* **AUFGABE**: Wähle in den Einträgen unten jede Zeile aus, die das Wort "glass" enthält.

Auszüge aus einem Datensatz zum Zeigen auf Objekte:
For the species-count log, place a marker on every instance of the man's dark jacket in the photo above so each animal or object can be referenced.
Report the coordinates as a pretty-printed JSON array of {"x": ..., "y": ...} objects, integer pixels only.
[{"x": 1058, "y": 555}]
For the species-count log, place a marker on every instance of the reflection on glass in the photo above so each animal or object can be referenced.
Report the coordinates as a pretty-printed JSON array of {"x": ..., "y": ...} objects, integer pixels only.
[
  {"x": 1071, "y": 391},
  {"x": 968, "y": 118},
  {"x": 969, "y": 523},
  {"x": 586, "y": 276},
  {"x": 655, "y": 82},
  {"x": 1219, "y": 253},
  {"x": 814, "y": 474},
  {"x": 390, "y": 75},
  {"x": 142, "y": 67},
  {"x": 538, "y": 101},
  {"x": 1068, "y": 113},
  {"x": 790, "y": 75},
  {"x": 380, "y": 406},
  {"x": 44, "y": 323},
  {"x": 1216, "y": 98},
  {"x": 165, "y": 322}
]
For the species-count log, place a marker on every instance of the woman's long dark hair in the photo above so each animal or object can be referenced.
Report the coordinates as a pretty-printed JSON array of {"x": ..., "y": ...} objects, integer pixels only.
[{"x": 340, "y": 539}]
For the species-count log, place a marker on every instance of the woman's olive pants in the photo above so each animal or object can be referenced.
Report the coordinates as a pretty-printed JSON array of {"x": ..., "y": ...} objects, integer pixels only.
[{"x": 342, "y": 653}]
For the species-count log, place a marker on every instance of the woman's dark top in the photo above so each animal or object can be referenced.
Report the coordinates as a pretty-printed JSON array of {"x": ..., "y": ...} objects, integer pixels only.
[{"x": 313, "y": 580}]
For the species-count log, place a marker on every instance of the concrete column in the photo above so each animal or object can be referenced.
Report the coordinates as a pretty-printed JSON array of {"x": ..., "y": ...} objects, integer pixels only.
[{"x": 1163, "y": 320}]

---

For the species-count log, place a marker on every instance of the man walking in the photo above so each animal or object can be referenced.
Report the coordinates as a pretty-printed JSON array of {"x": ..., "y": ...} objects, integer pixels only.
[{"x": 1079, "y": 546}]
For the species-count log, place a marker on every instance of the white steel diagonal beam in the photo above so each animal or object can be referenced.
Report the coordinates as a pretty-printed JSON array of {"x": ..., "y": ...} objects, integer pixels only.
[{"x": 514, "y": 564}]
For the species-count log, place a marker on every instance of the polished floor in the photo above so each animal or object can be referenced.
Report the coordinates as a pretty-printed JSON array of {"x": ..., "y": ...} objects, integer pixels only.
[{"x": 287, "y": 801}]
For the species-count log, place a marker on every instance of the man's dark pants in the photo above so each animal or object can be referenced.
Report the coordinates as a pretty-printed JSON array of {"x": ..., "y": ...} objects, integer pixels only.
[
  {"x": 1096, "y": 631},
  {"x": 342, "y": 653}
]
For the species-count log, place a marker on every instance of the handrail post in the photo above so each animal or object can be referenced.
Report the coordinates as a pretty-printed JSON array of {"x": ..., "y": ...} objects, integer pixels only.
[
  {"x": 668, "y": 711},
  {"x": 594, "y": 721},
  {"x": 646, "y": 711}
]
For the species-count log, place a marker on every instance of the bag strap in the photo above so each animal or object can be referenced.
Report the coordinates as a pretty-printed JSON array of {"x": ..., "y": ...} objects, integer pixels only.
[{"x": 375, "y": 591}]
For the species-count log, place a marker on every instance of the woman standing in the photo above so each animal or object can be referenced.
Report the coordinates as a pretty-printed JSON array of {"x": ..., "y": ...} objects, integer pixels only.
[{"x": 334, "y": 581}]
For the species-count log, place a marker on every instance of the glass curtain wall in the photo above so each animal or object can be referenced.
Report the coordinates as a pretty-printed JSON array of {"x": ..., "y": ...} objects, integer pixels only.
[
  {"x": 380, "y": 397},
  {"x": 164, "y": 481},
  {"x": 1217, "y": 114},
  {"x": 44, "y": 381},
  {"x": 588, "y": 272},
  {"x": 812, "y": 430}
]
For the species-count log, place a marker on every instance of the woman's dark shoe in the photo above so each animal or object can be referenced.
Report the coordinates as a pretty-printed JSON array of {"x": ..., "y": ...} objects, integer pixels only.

* **ERGEBNIS**:
For the species-count log, place a marker on every instance of the reflection on glass in the photo above so each animal or object can be referenced.
For the species-count log, place a marker on every instance of the glass curtain wall in the photo above so each animal or object can be referenced.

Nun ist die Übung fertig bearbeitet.